(DATA TO USE Opens)

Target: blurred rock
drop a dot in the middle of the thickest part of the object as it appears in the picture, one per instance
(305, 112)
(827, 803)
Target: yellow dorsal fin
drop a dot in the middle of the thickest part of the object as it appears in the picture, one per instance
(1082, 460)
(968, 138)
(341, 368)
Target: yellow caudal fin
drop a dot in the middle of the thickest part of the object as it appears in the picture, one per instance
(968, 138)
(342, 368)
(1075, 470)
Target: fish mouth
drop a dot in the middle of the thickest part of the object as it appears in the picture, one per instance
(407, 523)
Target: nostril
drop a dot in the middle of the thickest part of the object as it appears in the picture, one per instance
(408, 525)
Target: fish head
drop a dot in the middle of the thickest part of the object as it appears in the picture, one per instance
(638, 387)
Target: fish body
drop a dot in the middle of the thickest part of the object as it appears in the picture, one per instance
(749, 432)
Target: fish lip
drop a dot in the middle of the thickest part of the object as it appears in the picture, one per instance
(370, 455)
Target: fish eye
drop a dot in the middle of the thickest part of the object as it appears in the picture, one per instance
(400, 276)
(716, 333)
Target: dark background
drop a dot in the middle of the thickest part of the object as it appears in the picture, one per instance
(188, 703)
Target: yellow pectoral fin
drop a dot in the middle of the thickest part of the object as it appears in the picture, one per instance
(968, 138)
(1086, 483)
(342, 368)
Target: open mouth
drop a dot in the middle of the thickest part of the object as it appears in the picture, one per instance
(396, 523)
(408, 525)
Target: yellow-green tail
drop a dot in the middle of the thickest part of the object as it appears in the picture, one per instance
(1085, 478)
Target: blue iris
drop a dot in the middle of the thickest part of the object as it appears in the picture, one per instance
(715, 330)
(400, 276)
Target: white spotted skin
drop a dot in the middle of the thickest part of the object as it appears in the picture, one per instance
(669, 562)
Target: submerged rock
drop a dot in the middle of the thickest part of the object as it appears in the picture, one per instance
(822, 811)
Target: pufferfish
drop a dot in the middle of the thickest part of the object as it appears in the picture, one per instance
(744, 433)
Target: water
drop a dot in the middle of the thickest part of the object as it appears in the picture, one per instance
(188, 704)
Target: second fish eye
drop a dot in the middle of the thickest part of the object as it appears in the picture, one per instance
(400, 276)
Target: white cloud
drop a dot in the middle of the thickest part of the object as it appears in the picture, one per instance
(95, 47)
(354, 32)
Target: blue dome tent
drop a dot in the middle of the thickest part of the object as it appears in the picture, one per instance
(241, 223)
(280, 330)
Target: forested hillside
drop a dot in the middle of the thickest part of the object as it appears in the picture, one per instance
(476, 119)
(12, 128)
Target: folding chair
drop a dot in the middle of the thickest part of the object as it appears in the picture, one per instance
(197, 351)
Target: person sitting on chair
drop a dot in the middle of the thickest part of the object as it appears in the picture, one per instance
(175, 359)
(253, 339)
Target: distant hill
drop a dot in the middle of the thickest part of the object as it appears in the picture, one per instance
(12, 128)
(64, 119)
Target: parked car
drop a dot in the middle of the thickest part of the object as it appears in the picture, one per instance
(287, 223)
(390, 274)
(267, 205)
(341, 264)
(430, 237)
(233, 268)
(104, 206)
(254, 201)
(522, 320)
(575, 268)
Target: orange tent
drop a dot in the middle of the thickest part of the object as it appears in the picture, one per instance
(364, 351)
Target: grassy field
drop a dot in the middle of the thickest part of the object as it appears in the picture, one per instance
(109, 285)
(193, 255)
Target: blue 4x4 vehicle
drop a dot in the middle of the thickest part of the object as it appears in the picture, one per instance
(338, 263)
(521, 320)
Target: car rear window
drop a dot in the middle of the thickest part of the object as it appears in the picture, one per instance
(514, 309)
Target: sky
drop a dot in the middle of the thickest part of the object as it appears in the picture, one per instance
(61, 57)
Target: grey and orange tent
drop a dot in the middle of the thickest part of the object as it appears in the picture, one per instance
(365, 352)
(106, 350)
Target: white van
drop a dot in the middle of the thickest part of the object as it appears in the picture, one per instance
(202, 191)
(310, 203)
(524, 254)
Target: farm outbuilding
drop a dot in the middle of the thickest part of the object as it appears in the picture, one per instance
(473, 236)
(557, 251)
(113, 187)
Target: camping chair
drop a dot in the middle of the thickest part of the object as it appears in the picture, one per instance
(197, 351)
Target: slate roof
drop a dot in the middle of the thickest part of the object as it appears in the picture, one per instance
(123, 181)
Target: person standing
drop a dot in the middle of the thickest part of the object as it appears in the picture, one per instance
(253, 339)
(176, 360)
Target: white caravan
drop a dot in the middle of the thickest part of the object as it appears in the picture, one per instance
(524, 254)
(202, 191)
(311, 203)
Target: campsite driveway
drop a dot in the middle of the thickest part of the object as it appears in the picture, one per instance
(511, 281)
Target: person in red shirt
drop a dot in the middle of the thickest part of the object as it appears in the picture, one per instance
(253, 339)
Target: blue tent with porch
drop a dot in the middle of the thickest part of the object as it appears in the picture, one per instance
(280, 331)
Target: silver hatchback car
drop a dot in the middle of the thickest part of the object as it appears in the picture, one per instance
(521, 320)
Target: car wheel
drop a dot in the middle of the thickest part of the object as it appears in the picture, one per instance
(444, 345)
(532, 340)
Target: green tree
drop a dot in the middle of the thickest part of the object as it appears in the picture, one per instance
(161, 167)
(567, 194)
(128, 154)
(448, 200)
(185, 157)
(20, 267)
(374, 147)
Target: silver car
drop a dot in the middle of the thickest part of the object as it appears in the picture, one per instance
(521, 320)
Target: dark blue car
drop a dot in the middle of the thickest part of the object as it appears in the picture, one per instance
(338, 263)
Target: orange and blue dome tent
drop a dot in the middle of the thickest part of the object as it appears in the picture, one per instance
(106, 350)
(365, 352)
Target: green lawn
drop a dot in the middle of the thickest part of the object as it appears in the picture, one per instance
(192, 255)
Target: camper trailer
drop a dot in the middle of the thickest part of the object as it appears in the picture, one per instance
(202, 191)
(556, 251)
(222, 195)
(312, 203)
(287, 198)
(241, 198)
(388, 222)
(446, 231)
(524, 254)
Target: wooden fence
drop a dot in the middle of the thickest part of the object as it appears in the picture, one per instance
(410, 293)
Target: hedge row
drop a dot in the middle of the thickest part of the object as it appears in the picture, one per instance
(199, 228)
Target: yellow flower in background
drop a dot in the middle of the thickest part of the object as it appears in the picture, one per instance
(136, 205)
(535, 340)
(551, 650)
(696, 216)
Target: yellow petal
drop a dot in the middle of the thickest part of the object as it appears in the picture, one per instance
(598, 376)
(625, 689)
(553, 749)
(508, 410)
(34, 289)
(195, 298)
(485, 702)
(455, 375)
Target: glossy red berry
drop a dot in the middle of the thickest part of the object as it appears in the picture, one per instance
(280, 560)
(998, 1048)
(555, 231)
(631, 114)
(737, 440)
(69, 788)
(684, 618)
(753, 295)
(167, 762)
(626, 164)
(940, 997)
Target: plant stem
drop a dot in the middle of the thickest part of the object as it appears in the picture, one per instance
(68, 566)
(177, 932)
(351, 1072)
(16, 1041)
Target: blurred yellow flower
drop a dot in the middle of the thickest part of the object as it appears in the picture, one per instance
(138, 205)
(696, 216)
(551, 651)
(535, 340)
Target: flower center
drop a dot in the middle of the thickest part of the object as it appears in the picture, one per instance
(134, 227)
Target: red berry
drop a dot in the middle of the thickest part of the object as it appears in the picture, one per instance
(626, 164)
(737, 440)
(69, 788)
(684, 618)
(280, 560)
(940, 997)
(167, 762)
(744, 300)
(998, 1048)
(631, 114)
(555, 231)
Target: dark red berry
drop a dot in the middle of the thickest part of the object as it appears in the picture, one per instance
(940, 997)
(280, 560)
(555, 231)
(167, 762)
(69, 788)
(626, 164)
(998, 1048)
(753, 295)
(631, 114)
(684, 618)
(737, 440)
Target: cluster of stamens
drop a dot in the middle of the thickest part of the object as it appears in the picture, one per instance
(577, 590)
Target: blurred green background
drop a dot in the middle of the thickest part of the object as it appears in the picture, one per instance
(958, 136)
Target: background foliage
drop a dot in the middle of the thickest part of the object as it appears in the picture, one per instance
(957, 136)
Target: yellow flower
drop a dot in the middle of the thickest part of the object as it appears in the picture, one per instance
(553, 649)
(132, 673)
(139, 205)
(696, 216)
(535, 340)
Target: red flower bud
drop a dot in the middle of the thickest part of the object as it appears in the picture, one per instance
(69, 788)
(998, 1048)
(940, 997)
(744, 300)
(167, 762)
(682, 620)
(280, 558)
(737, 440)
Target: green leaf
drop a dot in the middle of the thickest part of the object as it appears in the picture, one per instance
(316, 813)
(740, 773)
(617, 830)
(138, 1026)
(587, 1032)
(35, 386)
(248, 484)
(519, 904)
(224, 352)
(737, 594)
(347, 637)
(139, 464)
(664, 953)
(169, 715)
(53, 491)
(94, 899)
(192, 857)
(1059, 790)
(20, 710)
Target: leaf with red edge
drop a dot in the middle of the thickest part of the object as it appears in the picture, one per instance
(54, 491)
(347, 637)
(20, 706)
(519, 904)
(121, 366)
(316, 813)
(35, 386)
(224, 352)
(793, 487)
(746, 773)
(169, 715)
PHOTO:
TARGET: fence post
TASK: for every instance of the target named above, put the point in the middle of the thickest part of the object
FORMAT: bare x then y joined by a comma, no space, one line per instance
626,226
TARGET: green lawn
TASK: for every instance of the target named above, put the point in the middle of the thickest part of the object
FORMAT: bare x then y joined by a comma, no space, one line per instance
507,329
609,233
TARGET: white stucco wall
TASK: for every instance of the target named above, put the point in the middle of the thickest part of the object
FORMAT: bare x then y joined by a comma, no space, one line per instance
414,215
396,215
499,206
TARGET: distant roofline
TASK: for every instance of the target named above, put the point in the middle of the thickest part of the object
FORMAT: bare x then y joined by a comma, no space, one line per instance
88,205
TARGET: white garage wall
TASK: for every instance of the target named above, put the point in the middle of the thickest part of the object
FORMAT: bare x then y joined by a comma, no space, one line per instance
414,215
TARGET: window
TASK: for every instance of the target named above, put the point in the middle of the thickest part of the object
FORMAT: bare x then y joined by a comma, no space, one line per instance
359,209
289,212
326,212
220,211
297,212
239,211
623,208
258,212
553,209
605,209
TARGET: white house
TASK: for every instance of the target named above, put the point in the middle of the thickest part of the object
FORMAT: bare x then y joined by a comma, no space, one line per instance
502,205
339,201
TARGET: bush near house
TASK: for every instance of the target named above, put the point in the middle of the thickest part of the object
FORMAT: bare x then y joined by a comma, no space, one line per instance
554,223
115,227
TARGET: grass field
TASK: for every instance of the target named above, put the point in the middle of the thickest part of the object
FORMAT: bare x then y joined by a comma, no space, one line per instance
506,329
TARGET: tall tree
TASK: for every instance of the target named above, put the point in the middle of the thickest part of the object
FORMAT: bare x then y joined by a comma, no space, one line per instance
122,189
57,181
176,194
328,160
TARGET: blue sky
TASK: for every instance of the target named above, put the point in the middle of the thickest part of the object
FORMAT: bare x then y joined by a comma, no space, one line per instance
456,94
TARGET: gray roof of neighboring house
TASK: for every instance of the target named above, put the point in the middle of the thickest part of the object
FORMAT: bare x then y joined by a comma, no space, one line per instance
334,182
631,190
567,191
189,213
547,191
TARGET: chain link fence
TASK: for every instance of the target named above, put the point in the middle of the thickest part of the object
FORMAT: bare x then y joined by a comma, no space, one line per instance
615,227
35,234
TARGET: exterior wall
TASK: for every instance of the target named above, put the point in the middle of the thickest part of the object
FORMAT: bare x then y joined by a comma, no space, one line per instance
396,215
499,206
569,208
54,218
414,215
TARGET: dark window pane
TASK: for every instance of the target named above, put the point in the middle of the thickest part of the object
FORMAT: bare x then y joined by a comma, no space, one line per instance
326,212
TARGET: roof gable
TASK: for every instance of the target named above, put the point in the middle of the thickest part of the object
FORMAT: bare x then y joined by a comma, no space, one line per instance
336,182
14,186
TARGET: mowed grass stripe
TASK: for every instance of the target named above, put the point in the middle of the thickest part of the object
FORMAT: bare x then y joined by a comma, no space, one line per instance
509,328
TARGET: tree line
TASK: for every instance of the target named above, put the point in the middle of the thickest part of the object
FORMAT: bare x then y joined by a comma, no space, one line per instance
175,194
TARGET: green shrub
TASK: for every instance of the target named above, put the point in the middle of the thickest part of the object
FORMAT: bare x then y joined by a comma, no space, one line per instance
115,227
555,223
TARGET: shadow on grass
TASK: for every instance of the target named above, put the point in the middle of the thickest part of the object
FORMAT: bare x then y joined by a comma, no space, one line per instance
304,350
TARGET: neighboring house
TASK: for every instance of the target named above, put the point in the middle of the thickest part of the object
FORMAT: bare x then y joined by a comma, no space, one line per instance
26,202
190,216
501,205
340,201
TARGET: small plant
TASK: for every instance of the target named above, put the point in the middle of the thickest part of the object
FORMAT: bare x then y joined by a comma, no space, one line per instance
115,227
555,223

(DATA TO USE Closes)

### TRY IT
Using the entries above, quote each line verbatim from the first through the line that contains "Target: fish body".

### TASK RESULT
Target: blurred rock
drop a dot in the middle of the thickest part of the object as it appears in the picture, one per instance
(305, 112)
(827, 803)
Target: yellow dorsal fin
drop a dot in the middle of the thickest part of the object as it appears in the picture, one per instance
(1082, 460)
(968, 138)
(341, 368)
Target: yellow caudal fin
drop a dot in the middle of the thickest part of the object as it appears in the picture, one per instance
(968, 138)
(342, 368)
(1075, 470)
Target: fish mouth
drop a dot in the middle of the thickest part of the object as it appears in the picture, one per instance
(407, 523)
Target: nostril
drop a dot in the middle of the thickest part of the object as it appears in the picture, one per instance
(408, 525)
Target: fish head
drop a dot in the middle of the thickest part of the object as it appears in the picture, one per instance
(638, 387)
Target: fish body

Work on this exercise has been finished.